* Exercise input *
* begin *

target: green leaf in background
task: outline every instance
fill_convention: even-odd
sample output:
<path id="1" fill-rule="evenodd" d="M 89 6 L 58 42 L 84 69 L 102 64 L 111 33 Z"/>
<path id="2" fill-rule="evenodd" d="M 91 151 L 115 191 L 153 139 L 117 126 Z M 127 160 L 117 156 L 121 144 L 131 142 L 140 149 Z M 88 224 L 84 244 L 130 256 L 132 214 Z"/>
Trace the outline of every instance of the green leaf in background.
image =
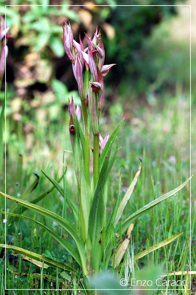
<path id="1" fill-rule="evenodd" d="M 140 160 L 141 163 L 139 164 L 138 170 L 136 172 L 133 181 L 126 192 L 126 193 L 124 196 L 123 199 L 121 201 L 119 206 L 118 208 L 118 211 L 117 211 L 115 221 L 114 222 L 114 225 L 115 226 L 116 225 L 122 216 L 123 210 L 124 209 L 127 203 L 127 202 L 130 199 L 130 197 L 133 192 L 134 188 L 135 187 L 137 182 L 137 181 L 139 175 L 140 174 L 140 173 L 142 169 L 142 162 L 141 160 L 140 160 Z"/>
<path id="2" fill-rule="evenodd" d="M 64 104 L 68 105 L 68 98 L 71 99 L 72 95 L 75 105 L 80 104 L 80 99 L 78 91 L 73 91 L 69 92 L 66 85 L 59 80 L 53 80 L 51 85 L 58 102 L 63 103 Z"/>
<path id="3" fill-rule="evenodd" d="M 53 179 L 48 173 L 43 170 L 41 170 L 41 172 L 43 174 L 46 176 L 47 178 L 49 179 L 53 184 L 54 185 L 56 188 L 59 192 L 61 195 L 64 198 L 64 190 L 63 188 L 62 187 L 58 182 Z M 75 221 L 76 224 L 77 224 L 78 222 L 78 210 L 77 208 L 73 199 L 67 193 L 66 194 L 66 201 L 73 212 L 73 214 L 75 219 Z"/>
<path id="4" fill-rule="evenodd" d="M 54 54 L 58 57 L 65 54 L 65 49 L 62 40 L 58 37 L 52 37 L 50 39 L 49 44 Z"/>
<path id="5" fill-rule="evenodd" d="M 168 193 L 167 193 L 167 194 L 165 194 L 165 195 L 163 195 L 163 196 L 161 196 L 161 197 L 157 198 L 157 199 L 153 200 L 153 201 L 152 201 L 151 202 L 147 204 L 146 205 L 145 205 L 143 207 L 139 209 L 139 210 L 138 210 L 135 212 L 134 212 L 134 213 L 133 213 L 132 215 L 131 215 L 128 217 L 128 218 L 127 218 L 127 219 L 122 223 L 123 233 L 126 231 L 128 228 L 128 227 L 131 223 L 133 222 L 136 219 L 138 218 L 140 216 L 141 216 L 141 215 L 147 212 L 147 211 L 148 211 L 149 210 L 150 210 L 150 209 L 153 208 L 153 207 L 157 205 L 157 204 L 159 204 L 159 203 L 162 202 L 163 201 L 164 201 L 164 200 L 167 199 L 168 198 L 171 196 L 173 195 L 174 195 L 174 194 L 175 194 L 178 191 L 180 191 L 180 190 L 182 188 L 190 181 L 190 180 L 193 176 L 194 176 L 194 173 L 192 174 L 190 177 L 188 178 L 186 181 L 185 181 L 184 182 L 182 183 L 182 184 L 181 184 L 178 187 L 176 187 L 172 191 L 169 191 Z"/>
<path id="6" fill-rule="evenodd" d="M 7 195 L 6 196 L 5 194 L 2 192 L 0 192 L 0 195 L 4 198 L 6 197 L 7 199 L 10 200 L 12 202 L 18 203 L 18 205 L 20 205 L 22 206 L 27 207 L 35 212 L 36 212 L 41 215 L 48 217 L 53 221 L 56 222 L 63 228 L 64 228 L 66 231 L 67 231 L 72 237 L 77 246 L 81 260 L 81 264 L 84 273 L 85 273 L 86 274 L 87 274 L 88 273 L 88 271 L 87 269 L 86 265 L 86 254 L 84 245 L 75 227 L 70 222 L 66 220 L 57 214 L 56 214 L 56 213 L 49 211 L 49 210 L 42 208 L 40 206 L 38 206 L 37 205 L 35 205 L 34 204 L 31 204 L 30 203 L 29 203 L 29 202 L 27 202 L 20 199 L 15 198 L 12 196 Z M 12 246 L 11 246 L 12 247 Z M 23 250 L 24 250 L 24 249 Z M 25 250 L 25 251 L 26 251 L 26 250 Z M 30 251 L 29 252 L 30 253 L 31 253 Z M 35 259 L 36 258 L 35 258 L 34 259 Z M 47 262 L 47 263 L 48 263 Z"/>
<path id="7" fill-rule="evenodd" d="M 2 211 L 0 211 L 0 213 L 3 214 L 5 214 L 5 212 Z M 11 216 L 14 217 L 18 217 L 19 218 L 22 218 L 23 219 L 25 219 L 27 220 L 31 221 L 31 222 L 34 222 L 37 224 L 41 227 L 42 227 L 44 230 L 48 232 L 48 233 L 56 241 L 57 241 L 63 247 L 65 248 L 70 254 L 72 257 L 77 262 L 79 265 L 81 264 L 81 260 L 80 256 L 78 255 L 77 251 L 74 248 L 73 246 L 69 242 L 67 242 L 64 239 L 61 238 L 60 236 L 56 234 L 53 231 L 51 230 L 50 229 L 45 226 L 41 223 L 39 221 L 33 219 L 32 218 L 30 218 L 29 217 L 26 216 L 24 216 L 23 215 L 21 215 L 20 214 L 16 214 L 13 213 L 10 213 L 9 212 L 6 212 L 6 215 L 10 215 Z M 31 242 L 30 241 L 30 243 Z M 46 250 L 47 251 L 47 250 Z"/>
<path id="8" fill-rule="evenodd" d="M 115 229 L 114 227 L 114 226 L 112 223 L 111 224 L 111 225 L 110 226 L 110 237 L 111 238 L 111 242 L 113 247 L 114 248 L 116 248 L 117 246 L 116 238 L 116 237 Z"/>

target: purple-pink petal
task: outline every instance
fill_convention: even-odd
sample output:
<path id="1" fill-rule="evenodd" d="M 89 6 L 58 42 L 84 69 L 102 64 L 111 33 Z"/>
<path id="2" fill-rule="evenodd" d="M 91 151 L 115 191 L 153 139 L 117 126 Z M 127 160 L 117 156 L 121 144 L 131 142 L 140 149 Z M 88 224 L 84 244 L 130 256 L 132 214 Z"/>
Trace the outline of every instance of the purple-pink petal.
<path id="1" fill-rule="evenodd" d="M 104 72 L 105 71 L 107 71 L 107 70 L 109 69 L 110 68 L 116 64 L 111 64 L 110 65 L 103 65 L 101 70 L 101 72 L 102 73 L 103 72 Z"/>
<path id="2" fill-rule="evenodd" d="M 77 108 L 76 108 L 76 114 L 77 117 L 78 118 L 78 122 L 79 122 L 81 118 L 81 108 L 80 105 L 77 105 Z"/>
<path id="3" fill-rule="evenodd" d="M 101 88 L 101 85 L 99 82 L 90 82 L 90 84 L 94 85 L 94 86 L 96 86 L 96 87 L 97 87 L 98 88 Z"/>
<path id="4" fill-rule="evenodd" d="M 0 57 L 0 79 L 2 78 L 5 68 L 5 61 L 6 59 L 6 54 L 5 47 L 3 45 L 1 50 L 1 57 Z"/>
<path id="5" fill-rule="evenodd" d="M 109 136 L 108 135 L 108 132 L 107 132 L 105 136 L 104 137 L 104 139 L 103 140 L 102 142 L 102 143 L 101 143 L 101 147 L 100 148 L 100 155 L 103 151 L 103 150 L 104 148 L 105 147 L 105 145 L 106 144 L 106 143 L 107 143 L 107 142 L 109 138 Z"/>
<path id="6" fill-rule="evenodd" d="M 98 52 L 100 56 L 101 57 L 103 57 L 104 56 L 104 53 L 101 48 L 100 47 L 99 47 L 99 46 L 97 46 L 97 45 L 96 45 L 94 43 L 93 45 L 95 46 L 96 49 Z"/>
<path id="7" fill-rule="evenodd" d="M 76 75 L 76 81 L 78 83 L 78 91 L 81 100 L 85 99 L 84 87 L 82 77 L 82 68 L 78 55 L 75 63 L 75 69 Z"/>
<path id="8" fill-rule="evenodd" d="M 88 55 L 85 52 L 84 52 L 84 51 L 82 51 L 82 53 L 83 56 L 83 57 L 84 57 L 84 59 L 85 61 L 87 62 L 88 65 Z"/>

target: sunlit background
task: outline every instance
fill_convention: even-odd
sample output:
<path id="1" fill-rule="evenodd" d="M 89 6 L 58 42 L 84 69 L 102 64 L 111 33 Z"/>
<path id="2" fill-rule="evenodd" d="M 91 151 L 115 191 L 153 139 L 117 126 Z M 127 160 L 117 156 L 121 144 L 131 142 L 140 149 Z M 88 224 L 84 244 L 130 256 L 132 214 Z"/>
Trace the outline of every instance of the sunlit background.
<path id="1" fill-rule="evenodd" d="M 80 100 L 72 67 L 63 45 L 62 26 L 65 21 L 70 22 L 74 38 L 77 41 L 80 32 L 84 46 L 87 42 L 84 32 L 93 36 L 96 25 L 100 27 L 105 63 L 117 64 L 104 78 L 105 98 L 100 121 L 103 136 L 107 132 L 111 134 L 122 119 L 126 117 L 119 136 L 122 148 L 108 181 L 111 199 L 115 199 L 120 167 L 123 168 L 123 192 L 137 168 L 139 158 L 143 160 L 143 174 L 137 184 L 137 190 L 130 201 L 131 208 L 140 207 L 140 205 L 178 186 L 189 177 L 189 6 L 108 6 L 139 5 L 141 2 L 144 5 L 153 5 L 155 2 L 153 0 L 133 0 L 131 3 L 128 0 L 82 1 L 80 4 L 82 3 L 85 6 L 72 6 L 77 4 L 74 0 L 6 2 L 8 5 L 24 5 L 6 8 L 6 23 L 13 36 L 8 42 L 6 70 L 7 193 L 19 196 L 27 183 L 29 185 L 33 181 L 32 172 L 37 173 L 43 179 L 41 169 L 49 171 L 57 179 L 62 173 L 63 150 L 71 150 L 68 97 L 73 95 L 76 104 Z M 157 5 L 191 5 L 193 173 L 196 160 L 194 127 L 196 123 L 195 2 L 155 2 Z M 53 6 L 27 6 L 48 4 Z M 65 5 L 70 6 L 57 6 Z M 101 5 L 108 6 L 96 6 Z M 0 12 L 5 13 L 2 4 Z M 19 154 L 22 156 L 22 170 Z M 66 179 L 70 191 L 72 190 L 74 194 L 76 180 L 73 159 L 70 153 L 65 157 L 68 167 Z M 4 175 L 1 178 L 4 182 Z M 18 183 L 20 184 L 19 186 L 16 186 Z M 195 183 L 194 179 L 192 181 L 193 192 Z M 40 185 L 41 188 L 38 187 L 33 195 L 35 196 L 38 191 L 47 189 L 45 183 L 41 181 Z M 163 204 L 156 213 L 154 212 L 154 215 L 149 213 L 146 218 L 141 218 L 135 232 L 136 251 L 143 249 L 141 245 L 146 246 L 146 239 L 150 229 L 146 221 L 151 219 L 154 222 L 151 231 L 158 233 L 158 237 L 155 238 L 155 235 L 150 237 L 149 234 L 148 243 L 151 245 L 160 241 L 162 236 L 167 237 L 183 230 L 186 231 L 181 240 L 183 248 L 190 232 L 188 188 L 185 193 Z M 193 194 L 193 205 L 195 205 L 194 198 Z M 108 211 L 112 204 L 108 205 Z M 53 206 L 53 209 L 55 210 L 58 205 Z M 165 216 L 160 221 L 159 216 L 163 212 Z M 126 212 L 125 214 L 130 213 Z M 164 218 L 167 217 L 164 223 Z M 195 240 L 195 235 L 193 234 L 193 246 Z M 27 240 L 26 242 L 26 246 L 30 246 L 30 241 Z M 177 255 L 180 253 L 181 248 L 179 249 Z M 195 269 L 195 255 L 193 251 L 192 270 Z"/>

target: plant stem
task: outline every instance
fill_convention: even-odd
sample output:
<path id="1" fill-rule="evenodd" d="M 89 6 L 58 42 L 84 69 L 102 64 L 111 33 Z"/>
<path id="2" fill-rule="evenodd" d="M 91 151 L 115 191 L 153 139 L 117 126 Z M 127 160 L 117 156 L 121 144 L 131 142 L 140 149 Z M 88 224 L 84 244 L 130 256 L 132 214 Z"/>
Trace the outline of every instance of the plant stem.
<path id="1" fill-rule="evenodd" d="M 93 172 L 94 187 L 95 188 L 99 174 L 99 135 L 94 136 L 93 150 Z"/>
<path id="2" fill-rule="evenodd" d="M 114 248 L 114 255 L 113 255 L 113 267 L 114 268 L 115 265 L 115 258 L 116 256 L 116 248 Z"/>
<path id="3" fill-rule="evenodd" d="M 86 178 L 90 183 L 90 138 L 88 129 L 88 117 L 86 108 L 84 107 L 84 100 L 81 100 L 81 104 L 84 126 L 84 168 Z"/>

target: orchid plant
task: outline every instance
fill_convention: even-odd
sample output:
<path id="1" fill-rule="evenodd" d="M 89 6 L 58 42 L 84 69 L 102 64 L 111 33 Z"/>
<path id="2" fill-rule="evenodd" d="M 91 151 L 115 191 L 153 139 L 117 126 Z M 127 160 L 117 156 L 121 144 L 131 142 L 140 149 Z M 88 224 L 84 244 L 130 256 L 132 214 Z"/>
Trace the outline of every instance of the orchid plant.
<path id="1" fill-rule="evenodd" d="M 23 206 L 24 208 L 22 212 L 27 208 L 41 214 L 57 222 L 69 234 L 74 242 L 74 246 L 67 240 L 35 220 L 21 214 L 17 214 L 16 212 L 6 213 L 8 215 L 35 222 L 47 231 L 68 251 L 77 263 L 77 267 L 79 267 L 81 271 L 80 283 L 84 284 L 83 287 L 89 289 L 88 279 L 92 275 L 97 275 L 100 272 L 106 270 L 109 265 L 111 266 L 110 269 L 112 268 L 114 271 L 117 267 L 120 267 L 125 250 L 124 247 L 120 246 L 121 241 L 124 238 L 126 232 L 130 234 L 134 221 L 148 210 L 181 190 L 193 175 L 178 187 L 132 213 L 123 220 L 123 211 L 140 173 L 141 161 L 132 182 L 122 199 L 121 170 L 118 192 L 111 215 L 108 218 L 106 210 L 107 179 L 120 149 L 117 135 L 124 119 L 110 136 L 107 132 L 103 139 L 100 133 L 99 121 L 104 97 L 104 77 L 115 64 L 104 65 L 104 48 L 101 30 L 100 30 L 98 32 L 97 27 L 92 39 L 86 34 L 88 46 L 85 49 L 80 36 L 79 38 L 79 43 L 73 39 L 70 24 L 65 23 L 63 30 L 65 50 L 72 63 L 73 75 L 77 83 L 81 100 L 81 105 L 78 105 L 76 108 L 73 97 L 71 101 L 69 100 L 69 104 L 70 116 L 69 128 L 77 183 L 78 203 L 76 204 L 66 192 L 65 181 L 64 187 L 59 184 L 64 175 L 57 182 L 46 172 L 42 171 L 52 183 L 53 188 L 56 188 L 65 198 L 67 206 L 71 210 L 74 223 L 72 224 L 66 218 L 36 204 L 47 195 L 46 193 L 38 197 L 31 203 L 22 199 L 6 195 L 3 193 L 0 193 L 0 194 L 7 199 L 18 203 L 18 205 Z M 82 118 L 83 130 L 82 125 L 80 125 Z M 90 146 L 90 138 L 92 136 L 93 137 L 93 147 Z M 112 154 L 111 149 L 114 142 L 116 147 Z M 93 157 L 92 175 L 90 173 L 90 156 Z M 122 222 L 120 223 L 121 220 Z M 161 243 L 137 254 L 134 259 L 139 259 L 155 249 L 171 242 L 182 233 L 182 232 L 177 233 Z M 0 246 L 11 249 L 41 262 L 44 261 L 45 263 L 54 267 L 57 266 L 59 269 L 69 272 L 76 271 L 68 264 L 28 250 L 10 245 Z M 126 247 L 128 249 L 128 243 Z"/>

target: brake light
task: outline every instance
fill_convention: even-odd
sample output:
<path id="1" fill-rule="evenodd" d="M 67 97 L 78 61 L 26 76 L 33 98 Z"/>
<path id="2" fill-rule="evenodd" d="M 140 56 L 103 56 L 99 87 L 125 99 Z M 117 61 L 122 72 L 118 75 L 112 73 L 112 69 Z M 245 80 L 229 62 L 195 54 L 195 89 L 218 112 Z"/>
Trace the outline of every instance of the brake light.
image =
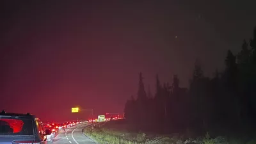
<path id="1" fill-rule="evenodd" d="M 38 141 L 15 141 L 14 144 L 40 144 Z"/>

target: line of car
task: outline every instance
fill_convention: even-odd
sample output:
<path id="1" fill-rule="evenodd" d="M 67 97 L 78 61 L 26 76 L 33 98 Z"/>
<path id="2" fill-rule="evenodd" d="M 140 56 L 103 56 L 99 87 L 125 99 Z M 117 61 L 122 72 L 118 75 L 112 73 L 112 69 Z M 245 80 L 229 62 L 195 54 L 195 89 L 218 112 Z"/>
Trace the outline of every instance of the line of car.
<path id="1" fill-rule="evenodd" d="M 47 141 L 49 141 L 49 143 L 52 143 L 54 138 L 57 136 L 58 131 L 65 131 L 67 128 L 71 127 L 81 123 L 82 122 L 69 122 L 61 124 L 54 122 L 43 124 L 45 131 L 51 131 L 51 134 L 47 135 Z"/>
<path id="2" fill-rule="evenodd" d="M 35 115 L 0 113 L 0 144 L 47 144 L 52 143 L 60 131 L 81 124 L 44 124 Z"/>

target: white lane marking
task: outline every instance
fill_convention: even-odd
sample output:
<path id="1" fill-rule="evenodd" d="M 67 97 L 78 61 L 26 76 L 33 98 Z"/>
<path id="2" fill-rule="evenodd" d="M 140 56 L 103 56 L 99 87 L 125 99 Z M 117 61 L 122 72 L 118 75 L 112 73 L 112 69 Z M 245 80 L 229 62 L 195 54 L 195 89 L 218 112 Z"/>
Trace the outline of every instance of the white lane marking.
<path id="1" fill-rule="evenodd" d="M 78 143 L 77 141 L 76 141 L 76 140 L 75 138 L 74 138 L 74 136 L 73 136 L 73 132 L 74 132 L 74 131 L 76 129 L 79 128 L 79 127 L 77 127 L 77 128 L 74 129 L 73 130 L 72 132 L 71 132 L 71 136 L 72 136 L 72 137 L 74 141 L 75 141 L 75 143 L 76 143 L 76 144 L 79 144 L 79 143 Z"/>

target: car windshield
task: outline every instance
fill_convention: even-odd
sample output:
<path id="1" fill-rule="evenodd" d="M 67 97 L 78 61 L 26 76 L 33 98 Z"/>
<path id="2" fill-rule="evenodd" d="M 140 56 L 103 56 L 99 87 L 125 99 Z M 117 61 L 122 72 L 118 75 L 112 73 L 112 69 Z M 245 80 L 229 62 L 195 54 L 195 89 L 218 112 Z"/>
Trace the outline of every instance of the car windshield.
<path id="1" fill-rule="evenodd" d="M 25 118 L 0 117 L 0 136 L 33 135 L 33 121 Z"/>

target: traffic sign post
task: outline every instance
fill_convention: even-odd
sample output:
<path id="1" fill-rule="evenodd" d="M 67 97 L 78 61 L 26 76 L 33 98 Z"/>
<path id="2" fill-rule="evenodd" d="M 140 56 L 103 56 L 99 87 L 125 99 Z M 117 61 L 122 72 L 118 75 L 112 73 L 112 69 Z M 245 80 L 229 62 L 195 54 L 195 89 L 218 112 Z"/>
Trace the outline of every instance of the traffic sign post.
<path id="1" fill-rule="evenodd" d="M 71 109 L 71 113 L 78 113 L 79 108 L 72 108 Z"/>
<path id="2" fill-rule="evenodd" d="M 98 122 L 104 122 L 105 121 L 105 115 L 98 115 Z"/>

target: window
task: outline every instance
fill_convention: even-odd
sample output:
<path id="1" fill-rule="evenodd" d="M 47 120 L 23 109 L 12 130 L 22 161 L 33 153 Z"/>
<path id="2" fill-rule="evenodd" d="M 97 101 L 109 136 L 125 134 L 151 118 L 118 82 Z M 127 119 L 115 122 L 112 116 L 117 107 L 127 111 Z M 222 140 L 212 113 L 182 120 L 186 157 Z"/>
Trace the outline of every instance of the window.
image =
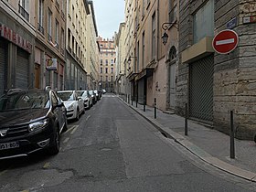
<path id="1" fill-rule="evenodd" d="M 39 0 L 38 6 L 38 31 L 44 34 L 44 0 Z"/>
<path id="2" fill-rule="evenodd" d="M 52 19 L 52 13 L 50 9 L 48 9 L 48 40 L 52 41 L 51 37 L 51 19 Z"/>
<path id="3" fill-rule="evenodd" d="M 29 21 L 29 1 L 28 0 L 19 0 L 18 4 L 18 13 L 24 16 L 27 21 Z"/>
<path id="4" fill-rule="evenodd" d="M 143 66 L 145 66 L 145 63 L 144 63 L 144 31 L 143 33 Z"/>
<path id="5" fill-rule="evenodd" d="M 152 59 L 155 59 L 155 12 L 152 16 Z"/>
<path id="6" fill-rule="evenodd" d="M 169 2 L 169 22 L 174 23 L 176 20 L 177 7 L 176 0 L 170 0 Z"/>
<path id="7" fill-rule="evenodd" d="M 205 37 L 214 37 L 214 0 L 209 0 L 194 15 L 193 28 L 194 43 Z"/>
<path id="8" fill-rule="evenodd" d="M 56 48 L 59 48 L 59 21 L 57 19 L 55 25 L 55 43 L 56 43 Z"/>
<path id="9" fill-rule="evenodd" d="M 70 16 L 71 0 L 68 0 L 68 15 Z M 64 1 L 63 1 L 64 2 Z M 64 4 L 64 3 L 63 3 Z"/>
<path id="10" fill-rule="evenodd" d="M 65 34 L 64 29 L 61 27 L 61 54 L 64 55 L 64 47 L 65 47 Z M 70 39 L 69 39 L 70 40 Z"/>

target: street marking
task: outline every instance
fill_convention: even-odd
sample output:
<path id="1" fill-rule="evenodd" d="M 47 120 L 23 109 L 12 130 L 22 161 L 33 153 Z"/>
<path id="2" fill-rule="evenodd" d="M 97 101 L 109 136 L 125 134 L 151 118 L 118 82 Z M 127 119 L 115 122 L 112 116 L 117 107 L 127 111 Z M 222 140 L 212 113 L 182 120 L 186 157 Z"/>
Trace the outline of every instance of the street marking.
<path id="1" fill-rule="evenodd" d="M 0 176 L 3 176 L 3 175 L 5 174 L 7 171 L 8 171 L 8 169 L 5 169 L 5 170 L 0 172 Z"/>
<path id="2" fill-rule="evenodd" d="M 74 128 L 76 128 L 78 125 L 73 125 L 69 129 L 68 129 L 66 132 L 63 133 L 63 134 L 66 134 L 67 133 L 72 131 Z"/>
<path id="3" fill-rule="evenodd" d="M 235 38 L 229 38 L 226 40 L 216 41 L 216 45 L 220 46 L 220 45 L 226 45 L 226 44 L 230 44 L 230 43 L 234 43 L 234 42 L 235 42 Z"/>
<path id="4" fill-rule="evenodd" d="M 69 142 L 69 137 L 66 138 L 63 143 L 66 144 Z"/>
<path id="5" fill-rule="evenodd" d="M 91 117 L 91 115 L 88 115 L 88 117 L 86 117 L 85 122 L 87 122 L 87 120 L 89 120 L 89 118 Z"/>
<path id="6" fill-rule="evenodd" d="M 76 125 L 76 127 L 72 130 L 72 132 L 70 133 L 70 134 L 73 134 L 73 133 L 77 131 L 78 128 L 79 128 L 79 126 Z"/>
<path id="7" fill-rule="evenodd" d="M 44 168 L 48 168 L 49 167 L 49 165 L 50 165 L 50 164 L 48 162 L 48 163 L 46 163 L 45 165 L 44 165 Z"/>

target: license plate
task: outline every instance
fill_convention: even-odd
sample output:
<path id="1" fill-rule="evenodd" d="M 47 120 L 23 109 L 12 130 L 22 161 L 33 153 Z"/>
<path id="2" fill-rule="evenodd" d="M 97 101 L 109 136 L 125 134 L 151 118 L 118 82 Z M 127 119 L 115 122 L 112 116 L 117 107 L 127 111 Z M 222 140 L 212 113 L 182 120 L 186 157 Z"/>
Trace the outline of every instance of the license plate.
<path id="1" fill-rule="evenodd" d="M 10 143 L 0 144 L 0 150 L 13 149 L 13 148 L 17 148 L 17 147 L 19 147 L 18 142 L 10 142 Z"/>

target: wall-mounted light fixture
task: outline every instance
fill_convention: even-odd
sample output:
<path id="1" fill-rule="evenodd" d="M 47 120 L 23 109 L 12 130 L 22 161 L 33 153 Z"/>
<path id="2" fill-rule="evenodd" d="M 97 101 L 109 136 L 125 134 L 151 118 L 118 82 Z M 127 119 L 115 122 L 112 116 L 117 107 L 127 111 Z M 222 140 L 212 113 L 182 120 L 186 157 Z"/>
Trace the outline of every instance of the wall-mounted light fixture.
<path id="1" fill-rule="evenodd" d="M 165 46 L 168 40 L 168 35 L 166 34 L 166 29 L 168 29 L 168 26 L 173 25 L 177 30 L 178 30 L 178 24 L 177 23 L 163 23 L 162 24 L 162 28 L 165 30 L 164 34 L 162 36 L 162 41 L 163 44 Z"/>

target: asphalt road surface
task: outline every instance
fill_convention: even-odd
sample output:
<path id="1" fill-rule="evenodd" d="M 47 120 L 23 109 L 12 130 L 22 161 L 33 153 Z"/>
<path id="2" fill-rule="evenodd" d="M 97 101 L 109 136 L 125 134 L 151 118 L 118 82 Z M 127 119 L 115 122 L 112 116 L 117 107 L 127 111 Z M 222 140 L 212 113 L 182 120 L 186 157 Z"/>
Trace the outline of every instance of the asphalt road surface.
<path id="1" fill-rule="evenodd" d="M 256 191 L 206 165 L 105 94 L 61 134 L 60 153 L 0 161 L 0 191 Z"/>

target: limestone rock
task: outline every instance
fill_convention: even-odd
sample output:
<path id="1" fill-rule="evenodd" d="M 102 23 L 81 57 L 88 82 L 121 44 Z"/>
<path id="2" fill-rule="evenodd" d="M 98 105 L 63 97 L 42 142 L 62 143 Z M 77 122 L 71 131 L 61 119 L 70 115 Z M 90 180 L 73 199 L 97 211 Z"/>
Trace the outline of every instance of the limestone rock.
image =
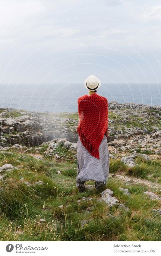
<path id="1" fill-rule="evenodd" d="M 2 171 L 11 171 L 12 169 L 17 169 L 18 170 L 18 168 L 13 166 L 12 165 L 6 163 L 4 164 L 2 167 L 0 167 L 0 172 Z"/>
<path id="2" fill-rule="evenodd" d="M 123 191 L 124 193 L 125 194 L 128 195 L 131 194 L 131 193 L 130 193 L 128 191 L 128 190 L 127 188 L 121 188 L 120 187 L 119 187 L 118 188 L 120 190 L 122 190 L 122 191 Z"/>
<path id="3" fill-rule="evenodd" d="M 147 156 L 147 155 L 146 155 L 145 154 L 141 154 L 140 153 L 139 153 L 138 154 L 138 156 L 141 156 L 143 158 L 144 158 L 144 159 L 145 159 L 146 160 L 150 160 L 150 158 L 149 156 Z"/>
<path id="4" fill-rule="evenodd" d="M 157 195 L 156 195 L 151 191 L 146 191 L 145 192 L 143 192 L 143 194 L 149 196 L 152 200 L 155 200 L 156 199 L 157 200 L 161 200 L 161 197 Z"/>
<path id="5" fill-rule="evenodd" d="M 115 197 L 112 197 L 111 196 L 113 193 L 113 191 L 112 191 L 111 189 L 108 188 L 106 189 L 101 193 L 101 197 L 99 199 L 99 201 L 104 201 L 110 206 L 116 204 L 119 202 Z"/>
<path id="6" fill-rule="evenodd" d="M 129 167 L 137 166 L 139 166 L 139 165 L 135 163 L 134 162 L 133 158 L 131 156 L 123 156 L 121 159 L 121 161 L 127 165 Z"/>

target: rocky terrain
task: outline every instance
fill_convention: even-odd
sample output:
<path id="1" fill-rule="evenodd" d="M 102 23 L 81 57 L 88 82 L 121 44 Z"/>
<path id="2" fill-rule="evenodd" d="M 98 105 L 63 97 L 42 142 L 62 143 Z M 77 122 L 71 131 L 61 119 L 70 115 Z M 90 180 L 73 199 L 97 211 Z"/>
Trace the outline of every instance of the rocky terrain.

* end *

Turn the material from the line containing "target: sunlit background" down to the line containing "Trace the outline of every instance of the sunlit" into a numbered list, leaving out any blank lines.

1. target: sunlit background
2. task: outline every instance
3. fill_convention: even-odd
4. sample output:
5. <path id="1" fill-rule="evenodd" d="M 89 6 L 58 42 L 84 69 L 102 64 L 111 33 Z"/>
6. <path id="2" fill-rule="evenodd" d="M 91 151 L 115 191 L 153 139 L 117 126 Z M 127 160 L 117 156 L 121 144 L 131 142 L 140 149 Z M 88 224 L 84 244 L 130 256 L 132 214 Z"/>
7. Trace the outline of every instance of the sunlit background.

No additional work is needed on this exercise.